Can you extract, word for word, the stretch of the Wurldtech article below from "Wurldtech’s onsite appliances" through "have been stolen?"?

### [Excerpted text]
──────────
A newcomer to ISC West this year was Wurldtech, a GE company, that helps oil & gas, transportation, utilities, healthcare and many other industries reduce their attack surface while playing a critical role in their long-term OT (Operational Technology) resiliency plan.
As the cybersecurity offering at GE, Wurldtech protects industrial infrastructure – power plants, jet engines, refineries, hospitals, CT and MRI machines – anything that is real-time and high criticality.
We spent some time with Wurldtech’s Founder & CTO, Nate Kube and their Director of Executive Communications, Connie Higgins.
When asked about why a cyber security provider, such as Wurldtech, was exhibiting at a primarily physical security conference, Nate shared his vision of how the converged world of IT and OT is now reaching out and pulling in physical security systems and sensors as one of a cyber asset’s concentric circles of protection. Physical security sensors such as alarm inputs, card readers, and camera feeds can all be integrated into an overall security strategy that works in concert to protect a critical asset and its infrastructure from a physical breach or cyber-attack.
Connie indicated that there may be other physical security shows in Wurldtech’s future. They will evaluate the results from this year’s ISC West to help them make that determination.
Wurldtech aims to provide the plant operator with “The Confidence to Connect.” Using the informal tag line “if you connect it, you need to secure it,” they came to the show looking for synergies that can be employed to the benefit of their industrial customer base.
In addition to seeing themselves as the premier company for protecting SCADA systems, they have a direct sales force that calls on hospitals, refineries, and rail companies. In addition, they have access to a 4000 person strong GE sales force.
Founded in 2006 and acquired by GE in 2014, Wurldtech launched their Industrial Managed Security Services (iMSS) for Industrial and Critical Infrastructure offering on April 4, 2016. Their iMSS leverages its innovative network security detection and prevention technology, christened OpShield. OpShield is designed to protect critical infrastructure control systems and assets and enable security management and monitoring for control systems, critical assets, and other embedded/connected devices.
Sold as managed security services specifically designed to complement the sales of industrial control systems, Wurldtech’s solutions help industrial operators and device manufacturers mitigate operational technology (OT) threats and vulnerabilities. Similar to a physical security monitoring company, they will monitor a plants cyber security. They provide products and services that help users test, certify, and secure their internet-connected devices, ICS and other critical controls, as well as their site operations. Nate points out how Wurldtech’s position as a managed services provider allows them to watch for and protect against a wide range of attacks over a vast geography. With systems deployed around the world, they can gather and disseminate actionable intelligence from across the globe immediately. Wurldtech sensors can provide real-time information to help identify attack strategies being deployed against critical equipment to help operators avoid what could be catastrophic consequences.
Wurldtech’s onsite appliances deliver cyber intrusion protection, cyber access control, as well as accommodate remediation. In addition to protecting against an attack, they can help the plant operator answer essential questions such as; once an event happens, how do you stop it from proliferating? What action do you need to take to fix it? How do you find out where it came from? What information may have been stolen?
Nate explained how Wurldtech’s engineers spend time taking industrial products and systems apart with an eye toward identifying vulnerabilities that could possibly be exploited and then developing mitigation strategies into their offering.
When asked to summarize the architecture of Wurldtech’s solution, Nate described it as a system of devices or appliances that sit between OT networks and the enterprise network and/or between critical equipment and the OT network. A 100-million-dollar turbine generator would have at least one of these appliances sitting between it and the outside world.
──────────
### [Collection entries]
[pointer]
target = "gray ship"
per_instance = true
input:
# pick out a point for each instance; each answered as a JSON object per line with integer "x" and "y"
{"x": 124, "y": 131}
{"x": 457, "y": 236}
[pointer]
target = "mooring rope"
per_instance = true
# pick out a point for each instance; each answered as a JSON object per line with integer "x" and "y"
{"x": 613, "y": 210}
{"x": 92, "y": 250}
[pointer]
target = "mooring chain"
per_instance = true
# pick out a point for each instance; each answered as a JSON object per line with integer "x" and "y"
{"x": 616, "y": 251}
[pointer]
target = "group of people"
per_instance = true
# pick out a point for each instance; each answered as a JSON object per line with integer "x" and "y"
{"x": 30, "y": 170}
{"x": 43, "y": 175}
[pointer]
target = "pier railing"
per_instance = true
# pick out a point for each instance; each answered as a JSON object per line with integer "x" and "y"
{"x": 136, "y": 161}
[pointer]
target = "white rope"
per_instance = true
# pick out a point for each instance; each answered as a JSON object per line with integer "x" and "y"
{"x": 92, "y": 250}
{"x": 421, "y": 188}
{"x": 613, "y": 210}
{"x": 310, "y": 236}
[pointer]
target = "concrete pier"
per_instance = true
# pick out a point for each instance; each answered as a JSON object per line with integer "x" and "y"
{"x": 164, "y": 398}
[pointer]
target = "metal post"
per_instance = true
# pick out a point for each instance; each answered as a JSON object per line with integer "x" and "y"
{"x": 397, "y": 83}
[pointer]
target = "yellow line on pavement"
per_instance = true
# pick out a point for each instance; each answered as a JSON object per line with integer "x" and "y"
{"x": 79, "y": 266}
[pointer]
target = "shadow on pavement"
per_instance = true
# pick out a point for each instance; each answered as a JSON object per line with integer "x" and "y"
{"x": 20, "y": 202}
──────────
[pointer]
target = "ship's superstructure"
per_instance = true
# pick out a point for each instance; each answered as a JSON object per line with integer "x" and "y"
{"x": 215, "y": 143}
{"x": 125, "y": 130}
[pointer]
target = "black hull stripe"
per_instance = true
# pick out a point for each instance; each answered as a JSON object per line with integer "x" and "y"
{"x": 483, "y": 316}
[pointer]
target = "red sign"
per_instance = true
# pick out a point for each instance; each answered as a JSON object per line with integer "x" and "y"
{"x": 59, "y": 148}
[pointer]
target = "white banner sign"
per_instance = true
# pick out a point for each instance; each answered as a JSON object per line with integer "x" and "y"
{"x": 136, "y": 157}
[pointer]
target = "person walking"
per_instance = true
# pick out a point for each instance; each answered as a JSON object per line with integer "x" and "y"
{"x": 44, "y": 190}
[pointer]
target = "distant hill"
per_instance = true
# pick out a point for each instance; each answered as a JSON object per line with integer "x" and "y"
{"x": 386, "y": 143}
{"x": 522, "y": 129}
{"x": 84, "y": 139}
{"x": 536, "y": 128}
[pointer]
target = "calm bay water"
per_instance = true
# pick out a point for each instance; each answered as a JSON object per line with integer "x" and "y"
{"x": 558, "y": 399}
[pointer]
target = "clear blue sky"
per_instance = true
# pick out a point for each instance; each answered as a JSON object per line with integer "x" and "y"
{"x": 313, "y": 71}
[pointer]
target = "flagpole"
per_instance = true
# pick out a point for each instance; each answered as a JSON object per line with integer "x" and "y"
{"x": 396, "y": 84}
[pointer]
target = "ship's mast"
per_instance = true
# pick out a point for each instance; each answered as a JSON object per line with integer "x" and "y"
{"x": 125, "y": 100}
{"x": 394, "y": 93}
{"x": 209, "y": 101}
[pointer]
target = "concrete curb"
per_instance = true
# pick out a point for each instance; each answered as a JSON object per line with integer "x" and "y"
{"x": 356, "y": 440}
──────────
### [Result for this exercise]
Wurldtech’s onsite appliances deliver cyber intrusion protection, cyber access control, as well as accommodate remediation. In addition to protecting against an attack, they can help the plant operator answer essential questions such as; once an event happens, how do you stop it from proliferating? What action do you need to take to fix it? How do you find out where it came from? What information may have been stolen?